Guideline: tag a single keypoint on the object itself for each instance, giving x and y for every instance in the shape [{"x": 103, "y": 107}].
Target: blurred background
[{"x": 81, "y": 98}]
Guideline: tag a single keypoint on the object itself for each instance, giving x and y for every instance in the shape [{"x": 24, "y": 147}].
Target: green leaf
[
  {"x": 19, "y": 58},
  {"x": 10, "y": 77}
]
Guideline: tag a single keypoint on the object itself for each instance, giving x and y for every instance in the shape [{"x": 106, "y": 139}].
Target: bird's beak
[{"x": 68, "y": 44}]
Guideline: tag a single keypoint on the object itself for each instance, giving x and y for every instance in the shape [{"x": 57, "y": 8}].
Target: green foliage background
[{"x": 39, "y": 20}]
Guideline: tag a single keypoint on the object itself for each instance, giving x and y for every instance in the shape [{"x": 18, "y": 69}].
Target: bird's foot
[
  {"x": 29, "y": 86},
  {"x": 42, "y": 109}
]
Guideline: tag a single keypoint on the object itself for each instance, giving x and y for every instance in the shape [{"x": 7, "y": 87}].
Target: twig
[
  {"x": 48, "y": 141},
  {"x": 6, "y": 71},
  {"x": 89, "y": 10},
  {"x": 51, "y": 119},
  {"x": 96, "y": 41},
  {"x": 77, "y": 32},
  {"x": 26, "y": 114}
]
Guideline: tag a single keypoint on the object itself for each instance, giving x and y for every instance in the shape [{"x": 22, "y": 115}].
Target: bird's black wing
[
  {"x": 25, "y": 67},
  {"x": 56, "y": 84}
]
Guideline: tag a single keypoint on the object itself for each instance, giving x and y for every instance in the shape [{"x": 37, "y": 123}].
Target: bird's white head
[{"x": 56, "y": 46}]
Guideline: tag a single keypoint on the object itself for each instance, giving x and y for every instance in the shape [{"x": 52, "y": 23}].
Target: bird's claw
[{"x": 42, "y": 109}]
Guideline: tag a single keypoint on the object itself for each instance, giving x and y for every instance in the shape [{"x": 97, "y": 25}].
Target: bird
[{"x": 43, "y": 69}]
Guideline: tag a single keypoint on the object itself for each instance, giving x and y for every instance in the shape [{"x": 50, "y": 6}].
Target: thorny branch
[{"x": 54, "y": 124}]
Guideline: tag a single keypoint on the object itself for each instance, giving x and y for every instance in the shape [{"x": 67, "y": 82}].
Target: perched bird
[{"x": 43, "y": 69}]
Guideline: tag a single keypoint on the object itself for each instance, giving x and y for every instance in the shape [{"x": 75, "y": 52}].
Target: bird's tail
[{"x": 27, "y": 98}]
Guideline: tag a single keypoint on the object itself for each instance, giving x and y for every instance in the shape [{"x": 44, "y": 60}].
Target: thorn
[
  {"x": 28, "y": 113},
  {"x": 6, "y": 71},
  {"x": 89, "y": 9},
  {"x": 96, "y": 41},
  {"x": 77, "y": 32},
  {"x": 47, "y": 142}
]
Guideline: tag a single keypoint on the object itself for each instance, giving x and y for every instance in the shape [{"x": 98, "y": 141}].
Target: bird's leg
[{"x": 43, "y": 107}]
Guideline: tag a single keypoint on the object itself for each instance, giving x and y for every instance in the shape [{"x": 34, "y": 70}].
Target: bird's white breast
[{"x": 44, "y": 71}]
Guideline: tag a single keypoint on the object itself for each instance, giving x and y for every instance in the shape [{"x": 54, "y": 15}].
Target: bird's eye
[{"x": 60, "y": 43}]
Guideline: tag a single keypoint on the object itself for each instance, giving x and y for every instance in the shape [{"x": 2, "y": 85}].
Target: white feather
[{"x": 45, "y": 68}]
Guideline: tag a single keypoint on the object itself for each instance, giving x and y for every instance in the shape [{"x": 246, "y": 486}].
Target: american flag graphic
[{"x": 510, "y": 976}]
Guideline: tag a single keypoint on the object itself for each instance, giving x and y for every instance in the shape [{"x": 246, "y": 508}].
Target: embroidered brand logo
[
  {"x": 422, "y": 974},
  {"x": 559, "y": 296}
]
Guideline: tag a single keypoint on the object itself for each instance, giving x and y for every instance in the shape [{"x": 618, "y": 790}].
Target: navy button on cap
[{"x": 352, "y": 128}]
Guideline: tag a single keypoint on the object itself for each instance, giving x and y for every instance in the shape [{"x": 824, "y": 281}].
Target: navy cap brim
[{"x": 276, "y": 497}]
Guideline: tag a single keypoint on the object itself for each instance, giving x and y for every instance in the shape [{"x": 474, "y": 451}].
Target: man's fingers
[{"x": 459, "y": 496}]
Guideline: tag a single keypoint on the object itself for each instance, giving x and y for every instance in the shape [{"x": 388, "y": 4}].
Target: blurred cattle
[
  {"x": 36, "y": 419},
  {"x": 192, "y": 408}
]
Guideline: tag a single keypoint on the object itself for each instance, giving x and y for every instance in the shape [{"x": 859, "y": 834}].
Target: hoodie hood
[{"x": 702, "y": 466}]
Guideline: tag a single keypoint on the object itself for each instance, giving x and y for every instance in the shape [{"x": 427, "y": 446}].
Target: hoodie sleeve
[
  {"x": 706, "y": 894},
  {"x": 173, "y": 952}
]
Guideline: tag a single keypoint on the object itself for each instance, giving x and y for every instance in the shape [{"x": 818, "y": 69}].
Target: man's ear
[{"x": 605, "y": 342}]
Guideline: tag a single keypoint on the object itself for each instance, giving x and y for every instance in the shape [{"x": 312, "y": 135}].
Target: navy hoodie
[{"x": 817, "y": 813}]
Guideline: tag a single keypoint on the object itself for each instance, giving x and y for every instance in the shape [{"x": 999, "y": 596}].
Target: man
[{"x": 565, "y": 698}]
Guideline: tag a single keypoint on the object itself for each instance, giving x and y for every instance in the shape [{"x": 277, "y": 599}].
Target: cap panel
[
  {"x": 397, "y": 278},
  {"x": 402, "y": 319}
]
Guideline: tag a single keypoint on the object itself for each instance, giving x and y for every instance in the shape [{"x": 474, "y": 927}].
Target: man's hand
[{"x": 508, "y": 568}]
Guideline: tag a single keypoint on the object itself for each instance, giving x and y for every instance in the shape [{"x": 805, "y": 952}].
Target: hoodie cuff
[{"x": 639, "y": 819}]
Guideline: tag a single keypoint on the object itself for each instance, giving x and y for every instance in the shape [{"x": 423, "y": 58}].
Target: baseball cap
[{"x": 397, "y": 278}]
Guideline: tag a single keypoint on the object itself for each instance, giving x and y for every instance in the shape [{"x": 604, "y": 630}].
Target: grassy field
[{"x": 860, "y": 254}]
::::
## What you have to do
Copy out the entries. Leave every line exactly as it is.

## Solution below
Guideline: tag a single keypoint on the object itself for each instance, giving x and y for every instance in the shape [{"x": 103, "y": 107}].
Target: blurred background
[{"x": 81, "y": 98}]
Guideline: tag a single keypoint on the object itself for each instance, giving x and y for every instance in the shape [{"x": 24, "y": 147}].
Target: green leaf
[
  {"x": 19, "y": 58},
  {"x": 10, "y": 77}
]
Guideline: tag a single keypoint on the object itself for each instance, giving x and y for every instance in the shape [{"x": 106, "y": 139}].
Target: bird's beak
[{"x": 68, "y": 44}]
Guideline: tag a single keypoint on the object itself for each instance, giving x and y for every instance in the shape [{"x": 57, "y": 8}].
Target: green foliage background
[{"x": 39, "y": 20}]
Guideline: tag a single keypoint on the object itself for each instance, giving x and y for every instance in the shape [{"x": 18, "y": 69}].
Target: bird's foot
[
  {"x": 29, "y": 86},
  {"x": 42, "y": 109}
]
Guideline: tag a single keypoint on the object itself for each instance, giving x and y for every instance in the shape [{"x": 7, "y": 87}].
Target: twig
[
  {"x": 48, "y": 141},
  {"x": 6, "y": 71},
  {"x": 89, "y": 10},
  {"x": 51, "y": 119},
  {"x": 96, "y": 41},
  {"x": 77, "y": 32},
  {"x": 26, "y": 114}
]
Guideline: tag a single keypoint on the object itself for each instance, giving x and y for every instance in the shape [{"x": 22, "y": 115}].
Target: bird's black wing
[
  {"x": 25, "y": 67},
  {"x": 56, "y": 84}
]
Guideline: tag a single keypoint on the object itself for each instance, giving x and y for every instance in the shape [{"x": 37, "y": 123}].
Target: bird's white head
[{"x": 56, "y": 46}]
Guideline: tag a single keypoint on the object itself for each instance, giving x and y for every instance in the shape [{"x": 52, "y": 23}].
Target: bird's claw
[{"x": 42, "y": 109}]
Guideline: tag a single keypoint on the object itself for each instance, giving x and y for every instance in the shape [{"x": 97, "y": 25}].
Target: bird
[{"x": 43, "y": 69}]
Guideline: tag a single keypoint on the object itself for each instance, giving x and y for every instance in the shape [{"x": 50, "y": 6}].
Target: thorny branch
[{"x": 54, "y": 124}]
Guideline: tag a single keypoint on the object itself for each instance, giving x and y for every instance in the shape [{"x": 67, "y": 82}].
Target: perched bird
[{"x": 43, "y": 69}]
Guideline: tag a single keypoint on the object itself for each instance, giving x and y for every instance in the shape [{"x": 75, "y": 52}].
Target: bird's tail
[{"x": 27, "y": 98}]
Guideline: tag a single keypoint on the object itself for each instance, giving x and y for every instance in the shape [{"x": 44, "y": 60}].
Target: thorn
[
  {"x": 28, "y": 113},
  {"x": 6, "y": 71},
  {"x": 89, "y": 9},
  {"x": 96, "y": 41},
  {"x": 77, "y": 32},
  {"x": 47, "y": 142}
]
Guideline: tag a single keypoint on the object itself for each instance, giving x and y for every instance in the shape [{"x": 98, "y": 141}].
Target: bird's leg
[{"x": 43, "y": 107}]
Guideline: tag a single keypoint on the object itself for each instance, giving x and y for every instance in the shape [{"x": 34, "y": 70}].
Target: bird's white breast
[{"x": 44, "y": 71}]
Guideline: tag a single keypoint on the object itself for each instance, giving x and y for every instance in the shape [{"x": 54, "y": 15}].
Target: bird's eye
[{"x": 60, "y": 43}]
Guideline: tag a single keypoint on the object itself for each instance, giving x and y for every instance in the shape [{"x": 2, "y": 85}].
Target: white feather
[{"x": 45, "y": 68}]
Guideline: tag a single keypoint on the object itself for each instance, giving x and y for every instance in the shape [{"x": 246, "y": 486}].
Target: american flag graphic
[{"x": 510, "y": 976}]
Guideline: tag a single keypoint on the object itself for each instance, giving x and y for every instance in the shape [{"x": 246, "y": 508}].
Target: embroidered brand logo
[
  {"x": 422, "y": 974},
  {"x": 559, "y": 296}
]
Guideline: tag a single keypoint on the object itself for each instance, giving x and y for every instance in the shape [{"x": 618, "y": 790}].
Target: navy button on cap
[{"x": 352, "y": 128}]
Guideline: tag a single keypoint on the object itself for each instance, giving x and y for every instance in the shape [{"x": 824, "y": 281}].
Target: navy cap brim
[{"x": 276, "y": 497}]
Guideline: tag a single keypoint on the object itself for each instance, giving x and y for every instance in the shape [{"x": 474, "y": 451}].
Target: man's fingers
[{"x": 459, "y": 496}]
Guideline: tag a single keypoint on the object itself for each instance, giving x and y for every instance in the shape [{"x": 388, "y": 4}].
Target: blurred cattle
[
  {"x": 36, "y": 419},
  {"x": 192, "y": 408}
]
Guideline: tag a single keypoint on the object itself for each instance, giving x and y for every instance in the shape [{"x": 859, "y": 834}].
Target: hoodie hood
[{"x": 702, "y": 466}]
Guideline: tag a single keypoint on the object itself for each instance, giving x and y for every instance in the shape [{"x": 427, "y": 446}].
Target: hoodie sleeve
[
  {"x": 706, "y": 894},
  {"x": 173, "y": 952}
]
Guideline: tag a single keypoint on the object itself for each instance, giving x and y for every instance in the shape [{"x": 818, "y": 69}].
Target: man's ear
[{"x": 605, "y": 342}]
Guideline: tag a single keypoint on the object itself for each instance, giving x and y for every instance in the shape [{"x": 312, "y": 135}].
Target: navy hoodie
[{"x": 817, "y": 813}]
Guideline: tag a single keypoint on the object itself for each instance, giving x and y for every instance in the shape [{"x": 999, "y": 596}].
Target: man
[{"x": 565, "y": 698}]
Guideline: tag a single keypoint on the object itself for each instance, giving x and y for every instance in the shape [{"x": 277, "y": 599}].
Target: cap panel
[
  {"x": 397, "y": 278},
  {"x": 402, "y": 319}
]
Guideline: tag a single keypoint on the object itself for each instance, giving x and y for every instance in the shape [{"x": 474, "y": 927}].
Target: man's hand
[{"x": 508, "y": 568}]
Guideline: tag a single keypoint on the object itself for each instance, giving x and y for every instance in the shape [{"x": 805, "y": 952}].
Target: hoodie cuff
[{"x": 639, "y": 819}]
Guideline: tag a single keypoint on the object itself for each instance, giving x and y for every instance in the shape [{"x": 423, "y": 58}].
Target: baseball cap
[{"x": 397, "y": 278}]
Guideline: tag a single keypoint on the object itself for each instance, giving x and y for every instance in the shape [{"x": 604, "y": 630}].
Target: grassy field
[{"x": 860, "y": 254}]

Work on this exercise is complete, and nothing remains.